Stored records
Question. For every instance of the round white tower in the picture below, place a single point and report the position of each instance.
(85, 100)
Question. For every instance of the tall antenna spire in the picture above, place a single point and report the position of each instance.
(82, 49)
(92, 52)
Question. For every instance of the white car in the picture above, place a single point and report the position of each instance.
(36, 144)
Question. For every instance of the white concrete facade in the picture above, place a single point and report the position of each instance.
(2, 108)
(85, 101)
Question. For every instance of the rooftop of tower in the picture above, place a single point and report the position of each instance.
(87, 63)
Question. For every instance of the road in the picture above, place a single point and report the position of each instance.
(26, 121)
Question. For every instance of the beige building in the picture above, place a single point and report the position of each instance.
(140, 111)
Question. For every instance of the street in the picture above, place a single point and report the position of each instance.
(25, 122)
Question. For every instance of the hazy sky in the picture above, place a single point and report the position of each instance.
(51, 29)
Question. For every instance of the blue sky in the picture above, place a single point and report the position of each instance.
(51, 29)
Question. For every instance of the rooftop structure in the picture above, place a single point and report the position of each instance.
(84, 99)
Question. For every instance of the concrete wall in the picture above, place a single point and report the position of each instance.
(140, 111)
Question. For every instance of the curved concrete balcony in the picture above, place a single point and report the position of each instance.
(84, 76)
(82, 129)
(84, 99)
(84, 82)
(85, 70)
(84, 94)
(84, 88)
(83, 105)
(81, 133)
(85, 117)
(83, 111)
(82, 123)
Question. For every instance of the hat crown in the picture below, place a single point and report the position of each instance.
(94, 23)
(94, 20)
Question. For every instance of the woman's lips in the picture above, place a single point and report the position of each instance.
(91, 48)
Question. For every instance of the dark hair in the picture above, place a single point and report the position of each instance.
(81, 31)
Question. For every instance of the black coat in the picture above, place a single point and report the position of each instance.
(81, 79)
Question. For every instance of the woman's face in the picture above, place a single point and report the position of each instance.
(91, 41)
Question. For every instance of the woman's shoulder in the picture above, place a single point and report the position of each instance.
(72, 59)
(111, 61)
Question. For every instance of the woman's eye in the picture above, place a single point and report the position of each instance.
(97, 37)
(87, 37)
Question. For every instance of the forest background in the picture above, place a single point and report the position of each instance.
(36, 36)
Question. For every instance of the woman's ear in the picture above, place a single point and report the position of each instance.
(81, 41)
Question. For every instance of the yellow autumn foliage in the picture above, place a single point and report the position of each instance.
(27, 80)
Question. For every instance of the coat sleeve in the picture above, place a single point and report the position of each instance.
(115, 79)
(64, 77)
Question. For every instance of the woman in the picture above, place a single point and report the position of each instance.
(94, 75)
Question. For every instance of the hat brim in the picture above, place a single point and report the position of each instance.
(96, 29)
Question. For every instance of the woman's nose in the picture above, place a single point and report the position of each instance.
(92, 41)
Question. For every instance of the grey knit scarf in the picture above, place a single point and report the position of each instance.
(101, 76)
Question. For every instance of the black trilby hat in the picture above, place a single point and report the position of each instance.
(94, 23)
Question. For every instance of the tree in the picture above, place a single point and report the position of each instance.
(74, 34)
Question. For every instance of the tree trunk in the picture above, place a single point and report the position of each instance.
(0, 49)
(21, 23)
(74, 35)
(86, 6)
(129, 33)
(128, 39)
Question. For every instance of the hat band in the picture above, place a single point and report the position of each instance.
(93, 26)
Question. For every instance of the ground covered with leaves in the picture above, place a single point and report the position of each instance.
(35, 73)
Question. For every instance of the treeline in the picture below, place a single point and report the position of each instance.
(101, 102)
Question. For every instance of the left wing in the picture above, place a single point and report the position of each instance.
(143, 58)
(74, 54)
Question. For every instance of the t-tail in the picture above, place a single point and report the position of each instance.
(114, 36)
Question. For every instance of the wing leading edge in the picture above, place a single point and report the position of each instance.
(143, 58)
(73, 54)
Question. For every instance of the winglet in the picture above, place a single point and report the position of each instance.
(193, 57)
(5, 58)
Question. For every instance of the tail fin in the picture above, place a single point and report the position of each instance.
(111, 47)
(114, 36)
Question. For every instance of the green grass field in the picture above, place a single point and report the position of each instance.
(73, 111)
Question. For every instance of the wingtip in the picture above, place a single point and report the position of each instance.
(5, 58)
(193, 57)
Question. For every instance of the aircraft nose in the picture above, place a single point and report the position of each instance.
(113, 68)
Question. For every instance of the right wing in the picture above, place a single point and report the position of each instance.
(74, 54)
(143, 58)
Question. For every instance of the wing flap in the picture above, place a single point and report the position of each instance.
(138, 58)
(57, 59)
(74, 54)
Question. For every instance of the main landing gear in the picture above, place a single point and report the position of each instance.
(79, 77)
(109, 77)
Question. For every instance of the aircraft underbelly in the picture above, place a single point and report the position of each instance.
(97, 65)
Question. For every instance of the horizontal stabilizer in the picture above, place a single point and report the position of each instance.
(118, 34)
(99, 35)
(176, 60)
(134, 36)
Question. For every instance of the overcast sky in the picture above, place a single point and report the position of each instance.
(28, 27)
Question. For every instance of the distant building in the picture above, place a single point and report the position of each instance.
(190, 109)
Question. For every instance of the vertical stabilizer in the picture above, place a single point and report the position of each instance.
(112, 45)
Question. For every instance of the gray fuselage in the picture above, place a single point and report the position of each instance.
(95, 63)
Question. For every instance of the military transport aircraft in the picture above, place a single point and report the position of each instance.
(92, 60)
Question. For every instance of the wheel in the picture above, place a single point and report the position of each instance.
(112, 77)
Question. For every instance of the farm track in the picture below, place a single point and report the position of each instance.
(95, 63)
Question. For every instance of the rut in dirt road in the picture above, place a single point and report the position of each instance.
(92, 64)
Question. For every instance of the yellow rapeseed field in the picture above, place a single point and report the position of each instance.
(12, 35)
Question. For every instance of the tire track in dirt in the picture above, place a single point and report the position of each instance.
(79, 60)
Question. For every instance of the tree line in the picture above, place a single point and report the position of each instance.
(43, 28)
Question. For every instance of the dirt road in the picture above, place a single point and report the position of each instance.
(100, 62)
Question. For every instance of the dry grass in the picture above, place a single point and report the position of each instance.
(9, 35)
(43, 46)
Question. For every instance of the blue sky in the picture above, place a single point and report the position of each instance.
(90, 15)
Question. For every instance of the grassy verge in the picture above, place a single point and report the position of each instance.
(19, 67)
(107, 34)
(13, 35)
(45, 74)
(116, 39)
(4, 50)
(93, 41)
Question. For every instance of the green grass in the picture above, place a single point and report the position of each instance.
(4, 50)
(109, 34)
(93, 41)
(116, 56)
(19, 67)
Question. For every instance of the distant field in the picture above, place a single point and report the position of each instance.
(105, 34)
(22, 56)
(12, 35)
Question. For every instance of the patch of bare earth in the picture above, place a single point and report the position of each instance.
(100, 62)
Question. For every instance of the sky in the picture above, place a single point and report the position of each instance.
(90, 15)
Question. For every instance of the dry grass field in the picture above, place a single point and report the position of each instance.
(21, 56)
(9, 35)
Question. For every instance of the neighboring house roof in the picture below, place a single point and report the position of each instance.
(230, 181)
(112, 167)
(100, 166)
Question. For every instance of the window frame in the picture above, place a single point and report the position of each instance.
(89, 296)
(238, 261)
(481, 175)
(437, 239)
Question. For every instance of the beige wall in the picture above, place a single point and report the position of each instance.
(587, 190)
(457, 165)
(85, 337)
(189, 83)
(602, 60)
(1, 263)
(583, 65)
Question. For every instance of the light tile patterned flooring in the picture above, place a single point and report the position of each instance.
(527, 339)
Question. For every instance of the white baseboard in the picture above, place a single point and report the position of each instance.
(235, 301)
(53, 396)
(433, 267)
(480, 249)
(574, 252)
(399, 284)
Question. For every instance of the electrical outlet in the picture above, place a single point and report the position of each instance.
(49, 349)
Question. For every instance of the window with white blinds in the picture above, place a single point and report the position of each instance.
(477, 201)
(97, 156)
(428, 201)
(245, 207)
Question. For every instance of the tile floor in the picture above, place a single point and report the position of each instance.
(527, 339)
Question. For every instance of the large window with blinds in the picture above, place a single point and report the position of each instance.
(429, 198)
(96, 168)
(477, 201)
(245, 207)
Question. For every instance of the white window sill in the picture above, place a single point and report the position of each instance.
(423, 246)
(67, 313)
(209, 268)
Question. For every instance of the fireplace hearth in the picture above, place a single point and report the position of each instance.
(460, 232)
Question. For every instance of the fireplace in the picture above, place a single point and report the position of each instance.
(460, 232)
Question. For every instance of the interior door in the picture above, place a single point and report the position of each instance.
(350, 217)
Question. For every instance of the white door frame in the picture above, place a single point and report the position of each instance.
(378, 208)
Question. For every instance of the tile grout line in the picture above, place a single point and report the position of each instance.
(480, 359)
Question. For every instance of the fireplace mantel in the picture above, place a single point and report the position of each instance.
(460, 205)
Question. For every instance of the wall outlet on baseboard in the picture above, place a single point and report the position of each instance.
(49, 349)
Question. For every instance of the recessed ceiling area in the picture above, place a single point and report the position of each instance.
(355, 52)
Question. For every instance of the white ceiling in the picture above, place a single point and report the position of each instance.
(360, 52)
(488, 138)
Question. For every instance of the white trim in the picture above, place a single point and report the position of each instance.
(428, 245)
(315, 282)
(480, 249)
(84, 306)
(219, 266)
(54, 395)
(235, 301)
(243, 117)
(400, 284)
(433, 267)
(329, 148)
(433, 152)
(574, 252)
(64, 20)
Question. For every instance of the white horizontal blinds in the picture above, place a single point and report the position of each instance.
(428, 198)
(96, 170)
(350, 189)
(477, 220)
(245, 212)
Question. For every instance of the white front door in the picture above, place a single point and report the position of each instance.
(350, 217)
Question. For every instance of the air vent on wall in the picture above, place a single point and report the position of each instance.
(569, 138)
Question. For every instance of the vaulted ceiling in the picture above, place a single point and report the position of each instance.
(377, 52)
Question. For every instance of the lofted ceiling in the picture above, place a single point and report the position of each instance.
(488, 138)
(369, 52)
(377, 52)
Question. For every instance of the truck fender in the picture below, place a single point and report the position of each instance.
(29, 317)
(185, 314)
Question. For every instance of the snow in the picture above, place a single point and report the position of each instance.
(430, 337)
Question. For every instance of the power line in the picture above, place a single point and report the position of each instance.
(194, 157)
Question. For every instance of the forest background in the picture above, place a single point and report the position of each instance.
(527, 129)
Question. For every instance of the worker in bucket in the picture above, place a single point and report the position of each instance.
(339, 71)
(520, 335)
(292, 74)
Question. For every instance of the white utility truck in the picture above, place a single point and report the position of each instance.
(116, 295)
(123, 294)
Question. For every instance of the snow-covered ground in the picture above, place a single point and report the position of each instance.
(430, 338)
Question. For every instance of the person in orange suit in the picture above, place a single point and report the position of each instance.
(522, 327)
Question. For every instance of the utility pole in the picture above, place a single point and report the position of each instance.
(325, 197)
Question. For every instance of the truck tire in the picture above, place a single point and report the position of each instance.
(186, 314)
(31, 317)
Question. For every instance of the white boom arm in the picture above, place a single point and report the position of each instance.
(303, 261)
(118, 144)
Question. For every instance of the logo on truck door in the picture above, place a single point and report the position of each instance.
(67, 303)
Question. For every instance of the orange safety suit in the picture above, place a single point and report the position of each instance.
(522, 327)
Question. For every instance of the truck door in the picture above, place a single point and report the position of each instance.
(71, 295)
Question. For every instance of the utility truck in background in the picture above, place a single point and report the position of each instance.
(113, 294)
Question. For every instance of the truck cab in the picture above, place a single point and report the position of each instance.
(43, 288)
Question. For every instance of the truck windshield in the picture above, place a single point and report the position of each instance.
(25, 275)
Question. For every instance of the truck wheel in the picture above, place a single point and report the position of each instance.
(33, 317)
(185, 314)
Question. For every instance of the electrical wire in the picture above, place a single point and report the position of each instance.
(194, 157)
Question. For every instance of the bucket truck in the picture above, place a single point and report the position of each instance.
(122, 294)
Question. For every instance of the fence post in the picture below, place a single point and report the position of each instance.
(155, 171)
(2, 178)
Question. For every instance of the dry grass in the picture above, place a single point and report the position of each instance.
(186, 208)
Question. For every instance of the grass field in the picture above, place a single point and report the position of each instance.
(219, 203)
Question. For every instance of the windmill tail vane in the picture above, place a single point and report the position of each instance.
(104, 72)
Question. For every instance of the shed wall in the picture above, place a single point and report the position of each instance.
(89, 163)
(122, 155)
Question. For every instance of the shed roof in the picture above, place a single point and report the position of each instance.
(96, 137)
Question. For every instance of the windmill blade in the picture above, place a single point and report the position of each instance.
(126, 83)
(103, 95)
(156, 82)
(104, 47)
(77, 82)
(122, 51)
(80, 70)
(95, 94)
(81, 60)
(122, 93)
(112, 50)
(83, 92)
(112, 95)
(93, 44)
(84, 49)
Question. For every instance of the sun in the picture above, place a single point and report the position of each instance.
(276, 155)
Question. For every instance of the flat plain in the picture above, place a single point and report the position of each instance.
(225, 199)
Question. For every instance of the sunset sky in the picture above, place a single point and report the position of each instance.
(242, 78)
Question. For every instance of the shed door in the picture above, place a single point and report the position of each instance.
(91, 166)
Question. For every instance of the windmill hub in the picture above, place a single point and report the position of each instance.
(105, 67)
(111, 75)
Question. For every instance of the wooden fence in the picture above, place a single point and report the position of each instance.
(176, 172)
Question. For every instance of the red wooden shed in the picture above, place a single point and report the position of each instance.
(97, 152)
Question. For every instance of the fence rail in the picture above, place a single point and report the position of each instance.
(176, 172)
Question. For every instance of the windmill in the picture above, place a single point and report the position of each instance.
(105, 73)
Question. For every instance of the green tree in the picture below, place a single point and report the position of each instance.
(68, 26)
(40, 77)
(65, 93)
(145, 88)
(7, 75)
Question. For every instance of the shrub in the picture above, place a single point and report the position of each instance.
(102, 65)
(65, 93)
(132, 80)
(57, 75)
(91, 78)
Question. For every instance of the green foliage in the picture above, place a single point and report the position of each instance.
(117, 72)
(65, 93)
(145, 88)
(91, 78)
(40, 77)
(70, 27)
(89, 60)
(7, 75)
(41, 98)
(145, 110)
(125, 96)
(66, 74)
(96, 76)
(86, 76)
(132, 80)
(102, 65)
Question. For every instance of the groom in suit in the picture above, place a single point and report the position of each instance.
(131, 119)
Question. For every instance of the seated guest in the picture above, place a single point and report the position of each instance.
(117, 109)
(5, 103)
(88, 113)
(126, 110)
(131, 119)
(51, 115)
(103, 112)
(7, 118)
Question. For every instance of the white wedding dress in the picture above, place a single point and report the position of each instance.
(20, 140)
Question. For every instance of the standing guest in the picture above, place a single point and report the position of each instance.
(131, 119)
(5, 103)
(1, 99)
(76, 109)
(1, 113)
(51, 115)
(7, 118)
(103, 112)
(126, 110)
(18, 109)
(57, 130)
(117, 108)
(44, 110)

The request
Give the lines of the records above as a JSON list of strings, one string per line and blank lines left out. Start at the line that contains "Question. For every instance of the standing" and end at the last line of the records.

Answer to the exercise
[
  "Question. For every instance of the standing guest in the picture above, place a single point and report the position of each instance.",
  "(131, 119)",
  "(5, 103)",
  "(1, 99)",
  "(76, 109)",
  "(1, 113)",
  "(51, 115)",
  "(7, 118)",
  "(103, 112)",
  "(126, 110)",
  "(18, 109)",
  "(57, 130)",
  "(117, 108)",
  "(44, 110)"
]